(Rows from a segmentation dataset)
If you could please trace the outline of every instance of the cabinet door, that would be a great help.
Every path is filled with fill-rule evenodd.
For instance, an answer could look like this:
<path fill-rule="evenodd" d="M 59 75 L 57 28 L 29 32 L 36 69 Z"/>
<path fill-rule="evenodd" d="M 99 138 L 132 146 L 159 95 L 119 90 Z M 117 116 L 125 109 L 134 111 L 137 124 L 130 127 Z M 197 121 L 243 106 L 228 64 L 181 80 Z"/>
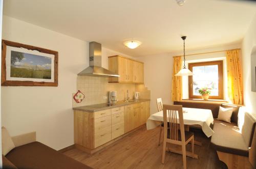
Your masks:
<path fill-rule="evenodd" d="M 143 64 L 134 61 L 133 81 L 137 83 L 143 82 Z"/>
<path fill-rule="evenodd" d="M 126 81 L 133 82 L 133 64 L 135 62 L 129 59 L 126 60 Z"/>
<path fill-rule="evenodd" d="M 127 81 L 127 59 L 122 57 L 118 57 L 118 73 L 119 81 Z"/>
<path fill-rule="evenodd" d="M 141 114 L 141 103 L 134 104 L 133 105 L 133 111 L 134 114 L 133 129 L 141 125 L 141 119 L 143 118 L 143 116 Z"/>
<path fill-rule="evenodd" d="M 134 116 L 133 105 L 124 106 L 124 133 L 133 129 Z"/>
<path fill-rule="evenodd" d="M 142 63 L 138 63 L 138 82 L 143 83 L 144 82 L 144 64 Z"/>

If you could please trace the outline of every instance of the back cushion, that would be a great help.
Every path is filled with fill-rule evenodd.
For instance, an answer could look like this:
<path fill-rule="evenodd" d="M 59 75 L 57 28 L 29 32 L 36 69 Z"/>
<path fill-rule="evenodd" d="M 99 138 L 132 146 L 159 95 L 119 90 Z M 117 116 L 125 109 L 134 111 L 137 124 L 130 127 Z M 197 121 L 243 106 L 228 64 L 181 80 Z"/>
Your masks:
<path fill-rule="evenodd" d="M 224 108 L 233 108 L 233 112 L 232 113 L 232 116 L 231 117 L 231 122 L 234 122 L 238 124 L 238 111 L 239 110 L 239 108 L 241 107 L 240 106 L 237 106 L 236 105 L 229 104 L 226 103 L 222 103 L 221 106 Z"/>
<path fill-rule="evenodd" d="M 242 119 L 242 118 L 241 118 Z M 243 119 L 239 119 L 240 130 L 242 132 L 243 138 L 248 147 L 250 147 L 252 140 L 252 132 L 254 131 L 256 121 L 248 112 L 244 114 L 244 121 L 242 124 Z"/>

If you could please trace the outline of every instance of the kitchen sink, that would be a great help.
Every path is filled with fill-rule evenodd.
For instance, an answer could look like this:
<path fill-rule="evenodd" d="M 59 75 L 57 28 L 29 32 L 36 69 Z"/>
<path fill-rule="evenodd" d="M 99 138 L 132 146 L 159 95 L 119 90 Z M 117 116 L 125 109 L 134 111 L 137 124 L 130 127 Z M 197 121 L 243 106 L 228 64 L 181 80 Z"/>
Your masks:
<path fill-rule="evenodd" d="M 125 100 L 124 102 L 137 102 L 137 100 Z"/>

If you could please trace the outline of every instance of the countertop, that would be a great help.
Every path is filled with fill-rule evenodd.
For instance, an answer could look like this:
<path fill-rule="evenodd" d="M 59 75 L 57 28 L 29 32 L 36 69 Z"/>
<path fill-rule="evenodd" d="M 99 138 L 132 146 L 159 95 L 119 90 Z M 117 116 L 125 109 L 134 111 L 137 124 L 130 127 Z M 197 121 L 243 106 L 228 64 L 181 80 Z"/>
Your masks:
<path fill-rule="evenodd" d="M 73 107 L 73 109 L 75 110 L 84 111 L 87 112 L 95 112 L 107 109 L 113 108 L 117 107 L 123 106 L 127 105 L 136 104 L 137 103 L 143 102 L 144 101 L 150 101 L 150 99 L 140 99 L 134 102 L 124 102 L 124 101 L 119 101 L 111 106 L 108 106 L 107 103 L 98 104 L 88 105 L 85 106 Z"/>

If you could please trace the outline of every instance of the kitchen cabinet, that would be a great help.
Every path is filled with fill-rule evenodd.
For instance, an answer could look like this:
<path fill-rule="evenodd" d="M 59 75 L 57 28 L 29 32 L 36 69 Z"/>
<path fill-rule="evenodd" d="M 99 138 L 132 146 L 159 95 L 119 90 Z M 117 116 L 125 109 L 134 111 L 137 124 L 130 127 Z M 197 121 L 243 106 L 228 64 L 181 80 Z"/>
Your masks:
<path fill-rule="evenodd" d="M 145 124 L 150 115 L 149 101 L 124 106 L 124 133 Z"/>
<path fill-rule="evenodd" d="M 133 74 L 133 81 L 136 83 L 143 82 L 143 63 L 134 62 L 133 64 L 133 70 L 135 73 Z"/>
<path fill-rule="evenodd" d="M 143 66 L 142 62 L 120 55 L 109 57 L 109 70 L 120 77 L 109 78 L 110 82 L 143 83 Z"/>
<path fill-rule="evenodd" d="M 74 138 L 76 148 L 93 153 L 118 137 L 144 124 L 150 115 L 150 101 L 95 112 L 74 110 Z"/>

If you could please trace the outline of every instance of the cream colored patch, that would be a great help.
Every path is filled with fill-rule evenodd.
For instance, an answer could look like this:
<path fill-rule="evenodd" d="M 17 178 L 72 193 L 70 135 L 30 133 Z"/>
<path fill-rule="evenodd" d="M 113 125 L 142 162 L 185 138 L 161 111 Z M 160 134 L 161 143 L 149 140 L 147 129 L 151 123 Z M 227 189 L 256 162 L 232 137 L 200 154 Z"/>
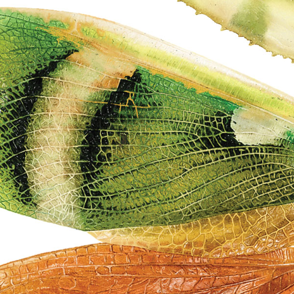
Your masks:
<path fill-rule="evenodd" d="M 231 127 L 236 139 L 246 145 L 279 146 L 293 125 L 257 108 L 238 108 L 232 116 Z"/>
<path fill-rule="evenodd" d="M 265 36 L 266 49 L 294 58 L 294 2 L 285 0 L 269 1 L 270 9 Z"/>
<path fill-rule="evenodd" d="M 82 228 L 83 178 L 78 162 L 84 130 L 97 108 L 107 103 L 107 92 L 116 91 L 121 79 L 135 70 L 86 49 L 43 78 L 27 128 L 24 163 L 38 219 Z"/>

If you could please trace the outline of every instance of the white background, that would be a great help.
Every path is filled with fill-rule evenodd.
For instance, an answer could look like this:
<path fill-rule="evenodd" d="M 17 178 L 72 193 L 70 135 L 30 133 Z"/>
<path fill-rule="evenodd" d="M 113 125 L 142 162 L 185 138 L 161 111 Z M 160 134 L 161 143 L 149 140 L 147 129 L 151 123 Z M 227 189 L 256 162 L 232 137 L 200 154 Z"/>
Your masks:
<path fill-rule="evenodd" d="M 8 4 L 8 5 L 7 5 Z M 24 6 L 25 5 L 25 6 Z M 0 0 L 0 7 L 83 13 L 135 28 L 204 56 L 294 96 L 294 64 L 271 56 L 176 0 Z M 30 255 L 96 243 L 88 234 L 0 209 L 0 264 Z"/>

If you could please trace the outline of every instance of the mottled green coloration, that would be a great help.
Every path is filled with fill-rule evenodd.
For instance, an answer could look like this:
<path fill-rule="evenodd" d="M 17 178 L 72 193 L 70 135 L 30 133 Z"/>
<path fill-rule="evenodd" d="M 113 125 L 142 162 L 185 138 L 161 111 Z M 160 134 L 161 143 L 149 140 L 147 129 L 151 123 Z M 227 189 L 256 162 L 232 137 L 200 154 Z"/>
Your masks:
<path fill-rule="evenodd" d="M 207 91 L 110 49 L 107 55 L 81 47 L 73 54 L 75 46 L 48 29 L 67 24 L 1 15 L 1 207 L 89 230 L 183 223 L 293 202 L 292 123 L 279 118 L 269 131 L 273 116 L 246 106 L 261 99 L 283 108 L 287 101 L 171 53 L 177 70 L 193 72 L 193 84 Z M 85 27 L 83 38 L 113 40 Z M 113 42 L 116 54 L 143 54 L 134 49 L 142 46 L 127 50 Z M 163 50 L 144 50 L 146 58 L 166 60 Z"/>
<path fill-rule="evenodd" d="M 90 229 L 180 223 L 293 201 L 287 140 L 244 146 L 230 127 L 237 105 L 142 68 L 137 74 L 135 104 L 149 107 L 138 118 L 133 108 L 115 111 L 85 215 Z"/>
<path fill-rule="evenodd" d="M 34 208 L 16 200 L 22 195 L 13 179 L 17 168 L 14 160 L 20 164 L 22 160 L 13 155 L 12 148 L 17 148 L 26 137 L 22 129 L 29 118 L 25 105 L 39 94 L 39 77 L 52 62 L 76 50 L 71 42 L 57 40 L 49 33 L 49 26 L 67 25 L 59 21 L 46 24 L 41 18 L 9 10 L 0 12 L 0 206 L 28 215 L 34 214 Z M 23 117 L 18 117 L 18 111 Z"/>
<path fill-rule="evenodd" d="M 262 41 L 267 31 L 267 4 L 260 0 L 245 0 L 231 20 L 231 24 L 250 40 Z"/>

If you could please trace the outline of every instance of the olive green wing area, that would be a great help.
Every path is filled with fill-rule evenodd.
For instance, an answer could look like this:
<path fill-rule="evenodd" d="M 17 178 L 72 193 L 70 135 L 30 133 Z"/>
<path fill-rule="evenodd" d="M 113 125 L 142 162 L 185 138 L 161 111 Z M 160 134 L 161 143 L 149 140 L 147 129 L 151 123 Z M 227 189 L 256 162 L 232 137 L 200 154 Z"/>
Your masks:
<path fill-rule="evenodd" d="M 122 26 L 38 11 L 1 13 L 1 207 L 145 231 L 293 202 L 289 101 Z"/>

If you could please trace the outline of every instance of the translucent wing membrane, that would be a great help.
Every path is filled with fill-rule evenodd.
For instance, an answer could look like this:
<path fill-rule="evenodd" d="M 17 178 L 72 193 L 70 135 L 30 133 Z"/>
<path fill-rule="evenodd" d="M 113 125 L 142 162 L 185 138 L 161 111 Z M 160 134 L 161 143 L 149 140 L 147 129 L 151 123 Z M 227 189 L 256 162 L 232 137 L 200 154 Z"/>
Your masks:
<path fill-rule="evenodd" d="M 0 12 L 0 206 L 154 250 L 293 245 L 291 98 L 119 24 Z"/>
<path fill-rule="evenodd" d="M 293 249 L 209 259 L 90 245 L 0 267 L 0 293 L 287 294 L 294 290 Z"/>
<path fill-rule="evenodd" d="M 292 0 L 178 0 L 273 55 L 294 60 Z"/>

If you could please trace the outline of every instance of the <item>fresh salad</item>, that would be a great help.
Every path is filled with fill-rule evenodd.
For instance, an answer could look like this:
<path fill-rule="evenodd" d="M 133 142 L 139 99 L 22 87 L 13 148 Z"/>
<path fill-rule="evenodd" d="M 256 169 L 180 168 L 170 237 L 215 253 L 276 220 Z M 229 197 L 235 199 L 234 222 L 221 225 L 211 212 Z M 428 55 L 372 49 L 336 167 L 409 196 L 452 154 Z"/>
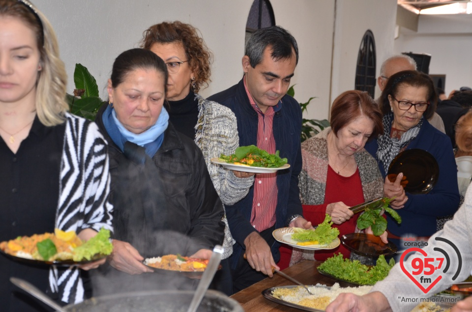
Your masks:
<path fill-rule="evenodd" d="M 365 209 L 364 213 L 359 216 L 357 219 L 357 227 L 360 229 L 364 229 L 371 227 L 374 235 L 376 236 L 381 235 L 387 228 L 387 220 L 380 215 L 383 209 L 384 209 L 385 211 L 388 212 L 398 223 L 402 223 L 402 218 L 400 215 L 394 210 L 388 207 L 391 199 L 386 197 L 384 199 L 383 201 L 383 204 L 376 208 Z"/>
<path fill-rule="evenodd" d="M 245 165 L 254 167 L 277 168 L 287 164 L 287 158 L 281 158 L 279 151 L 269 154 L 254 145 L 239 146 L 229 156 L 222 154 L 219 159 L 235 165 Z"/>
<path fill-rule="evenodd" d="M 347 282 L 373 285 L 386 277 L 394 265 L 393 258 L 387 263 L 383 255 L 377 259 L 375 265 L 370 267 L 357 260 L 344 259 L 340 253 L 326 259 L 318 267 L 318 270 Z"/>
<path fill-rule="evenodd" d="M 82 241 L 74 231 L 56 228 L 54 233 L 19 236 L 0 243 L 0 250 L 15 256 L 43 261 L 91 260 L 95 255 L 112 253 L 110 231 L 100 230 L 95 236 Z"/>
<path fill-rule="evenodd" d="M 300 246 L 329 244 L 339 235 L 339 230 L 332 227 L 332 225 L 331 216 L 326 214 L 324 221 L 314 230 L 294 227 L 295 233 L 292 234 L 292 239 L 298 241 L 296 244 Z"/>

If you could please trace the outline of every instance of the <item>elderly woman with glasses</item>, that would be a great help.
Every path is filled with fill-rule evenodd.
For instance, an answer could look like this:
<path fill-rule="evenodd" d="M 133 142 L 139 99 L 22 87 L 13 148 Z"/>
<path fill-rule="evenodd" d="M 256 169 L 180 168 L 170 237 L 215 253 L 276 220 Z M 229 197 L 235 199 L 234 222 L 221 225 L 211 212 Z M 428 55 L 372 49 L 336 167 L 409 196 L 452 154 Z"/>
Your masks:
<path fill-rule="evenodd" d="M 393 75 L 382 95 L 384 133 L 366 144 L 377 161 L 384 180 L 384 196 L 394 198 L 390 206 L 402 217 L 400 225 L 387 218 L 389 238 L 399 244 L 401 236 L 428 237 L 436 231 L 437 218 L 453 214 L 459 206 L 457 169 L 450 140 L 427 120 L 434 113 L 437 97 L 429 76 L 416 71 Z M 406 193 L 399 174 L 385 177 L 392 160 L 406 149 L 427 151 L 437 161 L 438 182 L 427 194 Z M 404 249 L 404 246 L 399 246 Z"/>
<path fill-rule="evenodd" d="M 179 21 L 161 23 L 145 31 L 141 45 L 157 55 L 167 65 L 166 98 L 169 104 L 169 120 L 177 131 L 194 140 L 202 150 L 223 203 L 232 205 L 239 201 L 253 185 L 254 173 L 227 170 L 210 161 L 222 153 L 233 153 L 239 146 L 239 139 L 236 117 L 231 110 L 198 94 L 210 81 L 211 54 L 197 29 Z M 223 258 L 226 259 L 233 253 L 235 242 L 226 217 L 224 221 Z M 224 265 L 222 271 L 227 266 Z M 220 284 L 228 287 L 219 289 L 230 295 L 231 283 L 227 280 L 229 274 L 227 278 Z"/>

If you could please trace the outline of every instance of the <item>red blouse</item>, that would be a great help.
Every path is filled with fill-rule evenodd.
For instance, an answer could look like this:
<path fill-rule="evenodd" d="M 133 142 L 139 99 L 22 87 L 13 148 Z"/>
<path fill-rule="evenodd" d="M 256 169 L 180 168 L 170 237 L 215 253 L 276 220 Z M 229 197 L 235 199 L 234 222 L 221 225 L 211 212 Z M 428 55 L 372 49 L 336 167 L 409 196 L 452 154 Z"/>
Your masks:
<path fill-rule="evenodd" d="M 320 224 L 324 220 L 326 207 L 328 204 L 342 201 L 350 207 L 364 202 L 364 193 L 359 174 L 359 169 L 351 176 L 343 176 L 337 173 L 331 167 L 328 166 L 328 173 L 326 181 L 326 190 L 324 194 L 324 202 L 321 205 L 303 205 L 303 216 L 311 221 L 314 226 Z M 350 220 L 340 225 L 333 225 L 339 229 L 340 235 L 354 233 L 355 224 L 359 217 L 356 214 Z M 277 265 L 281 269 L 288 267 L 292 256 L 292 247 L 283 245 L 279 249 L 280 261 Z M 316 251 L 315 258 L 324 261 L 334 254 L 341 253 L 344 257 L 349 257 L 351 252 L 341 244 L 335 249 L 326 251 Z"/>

_EXERCISE:_ Update the stretch from the line containing "countertop, that would be a great help." through the line containing "73 107 L 73" so that "countertop" becomes "worktop", leaving everything else unchanged. Return only those lines.

_ANSWER:_
If you could please trace the outline of every instance of the worktop, that would be a great help.
Every path is filled with fill-rule evenodd.
For instance, an answer could look like this:
<path fill-rule="evenodd" d="M 59 75 L 57 28 L 29 32 L 36 69 Z"/>
<path fill-rule="evenodd" d="M 99 138 L 132 146 L 159 95 L 119 90 Z M 117 116 L 125 109 L 134 111 L 137 124 L 130 127 Z M 197 121 L 243 106 L 228 64 L 181 80 Z"/>
Your masks:
<path fill-rule="evenodd" d="M 73 107 L 73 109 L 75 110 L 84 111 L 87 112 L 95 112 L 107 109 L 113 108 L 117 107 L 123 106 L 127 105 L 136 104 L 137 103 L 143 102 L 144 101 L 150 101 L 150 99 L 140 99 L 134 102 L 124 102 L 124 101 L 119 101 L 111 106 L 108 106 L 107 103 L 98 104 L 88 105 L 85 106 Z"/>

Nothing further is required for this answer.